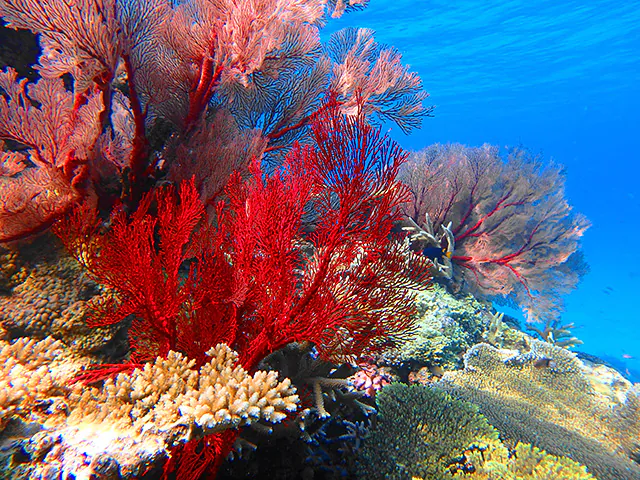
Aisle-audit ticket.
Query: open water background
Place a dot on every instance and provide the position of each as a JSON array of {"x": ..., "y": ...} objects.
[{"x": 562, "y": 79}]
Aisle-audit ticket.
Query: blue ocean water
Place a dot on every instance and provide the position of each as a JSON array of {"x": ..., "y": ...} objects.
[{"x": 562, "y": 79}]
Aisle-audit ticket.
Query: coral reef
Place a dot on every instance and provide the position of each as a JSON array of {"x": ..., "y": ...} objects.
[
  {"x": 131, "y": 422},
  {"x": 509, "y": 232},
  {"x": 447, "y": 326},
  {"x": 47, "y": 293},
  {"x": 424, "y": 433},
  {"x": 543, "y": 397},
  {"x": 420, "y": 432},
  {"x": 524, "y": 462}
]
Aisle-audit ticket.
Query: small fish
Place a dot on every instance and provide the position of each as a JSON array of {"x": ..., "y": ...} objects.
[
  {"x": 545, "y": 363},
  {"x": 435, "y": 253}
]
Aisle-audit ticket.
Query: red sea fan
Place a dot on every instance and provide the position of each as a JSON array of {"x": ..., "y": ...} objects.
[{"x": 138, "y": 257}]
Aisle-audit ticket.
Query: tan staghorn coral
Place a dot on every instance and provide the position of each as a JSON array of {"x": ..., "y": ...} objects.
[
  {"x": 543, "y": 397},
  {"x": 168, "y": 395},
  {"x": 131, "y": 422}
]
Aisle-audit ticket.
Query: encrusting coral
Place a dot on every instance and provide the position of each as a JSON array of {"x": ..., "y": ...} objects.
[
  {"x": 420, "y": 432},
  {"x": 47, "y": 293},
  {"x": 525, "y": 462},
  {"x": 132, "y": 421},
  {"x": 425, "y": 434},
  {"x": 543, "y": 397}
]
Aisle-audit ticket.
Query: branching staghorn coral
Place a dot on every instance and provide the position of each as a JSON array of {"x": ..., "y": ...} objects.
[
  {"x": 133, "y": 420},
  {"x": 31, "y": 372}
]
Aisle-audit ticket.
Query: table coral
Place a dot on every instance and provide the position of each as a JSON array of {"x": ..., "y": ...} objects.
[{"x": 543, "y": 397}]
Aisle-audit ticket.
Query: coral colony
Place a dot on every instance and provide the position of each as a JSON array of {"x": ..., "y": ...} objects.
[{"x": 202, "y": 229}]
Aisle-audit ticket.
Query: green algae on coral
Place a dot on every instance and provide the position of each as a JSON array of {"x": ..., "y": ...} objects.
[
  {"x": 543, "y": 397},
  {"x": 421, "y": 432}
]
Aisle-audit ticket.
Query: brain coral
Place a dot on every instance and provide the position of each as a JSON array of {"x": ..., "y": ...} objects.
[{"x": 542, "y": 397}]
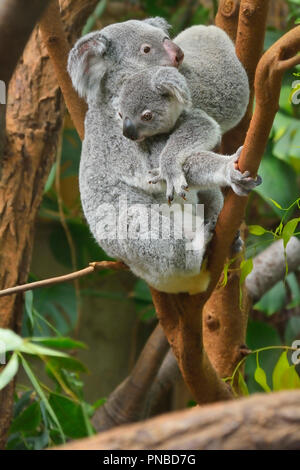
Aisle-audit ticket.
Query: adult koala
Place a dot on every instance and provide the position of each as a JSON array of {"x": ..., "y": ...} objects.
[{"x": 122, "y": 211}]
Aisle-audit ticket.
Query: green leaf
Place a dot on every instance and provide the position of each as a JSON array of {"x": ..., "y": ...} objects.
[
  {"x": 242, "y": 385},
  {"x": 278, "y": 373},
  {"x": 51, "y": 178},
  {"x": 30, "y": 348},
  {"x": 69, "y": 363},
  {"x": 256, "y": 230},
  {"x": 70, "y": 416},
  {"x": 43, "y": 397},
  {"x": 59, "y": 342},
  {"x": 9, "y": 371},
  {"x": 11, "y": 340},
  {"x": 261, "y": 379},
  {"x": 246, "y": 268},
  {"x": 29, "y": 420},
  {"x": 29, "y": 306},
  {"x": 290, "y": 380},
  {"x": 142, "y": 291},
  {"x": 99, "y": 403},
  {"x": 289, "y": 230},
  {"x": 294, "y": 289},
  {"x": 292, "y": 330},
  {"x": 274, "y": 300},
  {"x": 285, "y": 192}
]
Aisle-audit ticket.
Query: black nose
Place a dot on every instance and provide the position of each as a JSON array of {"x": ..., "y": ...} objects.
[{"x": 129, "y": 130}]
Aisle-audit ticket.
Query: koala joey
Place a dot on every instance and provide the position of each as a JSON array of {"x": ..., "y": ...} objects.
[
  {"x": 114, "y": 168},
  {"x": 157, "y": 101}
]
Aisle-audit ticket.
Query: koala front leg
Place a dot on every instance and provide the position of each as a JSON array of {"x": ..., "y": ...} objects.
[{"x": 206, "y": 169}]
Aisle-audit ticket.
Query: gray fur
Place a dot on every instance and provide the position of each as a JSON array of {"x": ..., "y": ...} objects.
[
  {"x": 112, "y": 166},
  {"x": 216, "y": 77}
]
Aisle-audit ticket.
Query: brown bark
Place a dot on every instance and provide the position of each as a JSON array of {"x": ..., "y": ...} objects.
[
  {"x": 17, "y": 20},
  {"x": 279, "y": 58},
  {"x": 34, "y": 118},
  {"x": 181, "y": 318},
  {"x": 227, "y": 17},
  {"x": 54, "y": 38},
  {"x": 270, "y": 265},
  {"x": 180, "y": 315},
  {"x": 260, "y": 422},
  {"x": 249, "y": 46}
]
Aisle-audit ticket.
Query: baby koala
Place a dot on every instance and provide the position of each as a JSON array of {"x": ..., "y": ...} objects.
[{"x": 157, "y": 101}]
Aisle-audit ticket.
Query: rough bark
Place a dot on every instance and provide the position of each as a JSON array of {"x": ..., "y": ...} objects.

▶ **YOUR TASK**:
Retype all records exactly as shown above, images excluded.

▶ **ANSWER TO THE PROBLEM**:
Aisle-audit ticket.
Query: open water background
Place a dot on every instance and provide the position of each as a JSON array of {"x": ..., "y": ...} objects.
[{"x": 562, "y": 79}]
Aisle-audit ticket.
Query: blue ocean water
Place a dot on every instance and provide the position of each as a JSON array of {"x": ..., "y": ...} objects.
[{"x": 562, "y": 79}]
Aisle-audit ticket.
Query: coral reef
Place a dot on every instance and provide the position of each as a JSON array of {"x": ..., "y": ...} objects.
[
  {"x": 131, "y": 422},
  {"x": 509, "y": 232},
  {"x": 447, "y": 326},
  {"x": 47, "y": 293},
  {"x": 424, "y": 433},
  {"x": 543, "y": 397},
  {"x": 420, "y": 432},
  {"x": 524, "y": 462}
]
Aisle-audit ticket.
Query: small fish
Place a dot on every instance and provide the position of each as a JSON array of {"x": ..., "y": ...} objects.
[
  {"x": 545, "y": 363},
  {"x": 435, "y": 253}
]
Aisle-audit ticket.
Query: red sea fan
Place a dot on every instance and provide the position of each as a JSON array of {"x": ..., "y": ...} objects.
[{"x": 138, "y": 257}]
Aisle-audit ticket.
Query: tan staghorn coral
Place a dot on every instance and provide the position of each as a JSON array of {"x": ..., "y": ...} objects.
[
  {"x": 543, "y": 397},
  {"x": 168, "y": 395},
  {"x": 131, "y": 422}
]
Aisle-audit ticket.
Query: encrusting coral
Place a dot on every instance and provide the position of each as a JSON array of {"x": ..., "y": ...} objects.
[
  {"x": 420, "y": 432},
  {"x": 47, "y": 293},
  {"x": 525, "y": 462},
  {"x": 132, "y": 421},
  {"x": 425, "y": 434},
  {"x": 543, "y": 397}
]
Aisle-audit ticket.
Query: branching staghorn coral
Place a dot on every instance and provide the position of each as a JSON array of {"x": ..., "y": ...} objects.
[
  {"x": 133, "y": 420},
  {"x": 31, "y": 372}
]
Aisle-audit ticket.
Query: table coral
Place a dot on every instance and provide the position of each as a JSON array of {"x": ..., "y": ...} objects.
[{"x": 543, "y": 397}]
Aisle-audit ticket.
Query: coral colony
Place a dot on every instance and provide the position of each as a JSON array of {"x": ..., "y": ...} objects.
[{"x": 202, "y": 229}]
Aisle-audit ticket.
Query: green algae on coral
Place a dot on every instance and provide the position of each as a JSON array of {"x": ..., "y": ...} objects.
[
  {"x": 543, "y": 397},
  {"x": 421, "y": 432}
]
Aisle-audit ticket.
Query: brain coral
Place a dot on every instance and provide the position of each as a JSON array of {"x": ..., "y": ...} objects.
[{"x": 542, "y": 397}]
Aisle-audit ticket.
Query: adult koala
Place a dot on every instance and provide the position of each as a JSON array of {"x": ..., "y": ...} objects.
[{"x": 122, "y": 211}]
Aisle-audit ticket.
Query: green leaf
Place a dot on every instance and provide the position of each as a JSON array of {"x": ..., "y": ...} objects.
[
  {"x": 242, "y": 385},
  {"x": 278, "y": 373},
  {"x": 51, "y": 178},
  {"x": 30, "y": 348},
  {"x": 69, "y": 363},
  {"x": 256, "y": 230},
  {"x": 70, "y": 416},
  {"x": 43, "y": 397},
  {"x": 59, "y": 342},
  {"x": 9, "y": 371},
  {"x": 11, "y": 340},
  {"x": 261, "y": 379},
  {"x": 246, "y": 268},
  {"x": 29, "y": 420},
  {"x": 29, "y": 306},
  {"x": 290, "y": 380},
  {"x": 142, "y": 291},
  {"x": 99, "y": 403},
  {"x": 289, "y": 230},
  {"x": 294, "y": 289},
  {"x": 292, "y": 330},
  {"x": 274, "y": 300},
  {"x": 285, "y": 192}
]
Aisle-audit ticket.
Query: black nose
Place a dot on every instance and provide the position of each as a JSON array of {"x": ..., "y": ...} objects.
[{"x": 129, "y": 130}]
Aisle-audit ticket.
Query: koala joey
Place a dot on every instance and provide the position of each as a JSON array of {"x": ..., "y": ...} objects.
[
  {"x": 114, "y": 168},
  {"x": 157, "y": 101}
]
Aisle-audit ticket.
Query: koala front leg
Place a dot on every instance and provide the position of each as a JSON array of {"x": ..., "y": ...} objects.
[{"x": 206, "y": 169}]
Aisle-audit ticket.
Query: gray fur
Place a dot on every instance and provide the position of each as a JSON array of {"x": ..., "y": ...} objects.
[
  {"x": 112, "y": 166},
  {"x": 216, "y": 77}
]
Aisle-audit ticket.
Query: brown bark
Place a dot on every instance and provide the position of each as a JSON array of {"x": ..., "y": ...} objects.
[
  {"x": 17, "y": 20},
  {"x": 279, "y": 58},
  {"x": 34, "y": 118},
  {"x": 181, "y": 318},
  {"x": 227, "y": 17},
  {"x": 54, "y": 38},
  {"x": 270, "y": 265},
  {"x": 180, "y": 315},
  {"x": 260, "y": 422},
  {"x": 249, "y": 46}
]
Aisle-audit ticket.
Query: baby koala
Place a dot on every instance and provide the position of each as a JSON array of {"x": ..., "y": ...} objects.
[{"x": 157, "y": 101}]
Aisle-audit ticket.
Query: rough bark
Place a dot on every instance and provide the position of each as a JSON array of {"x": ..., "y": ...} objects.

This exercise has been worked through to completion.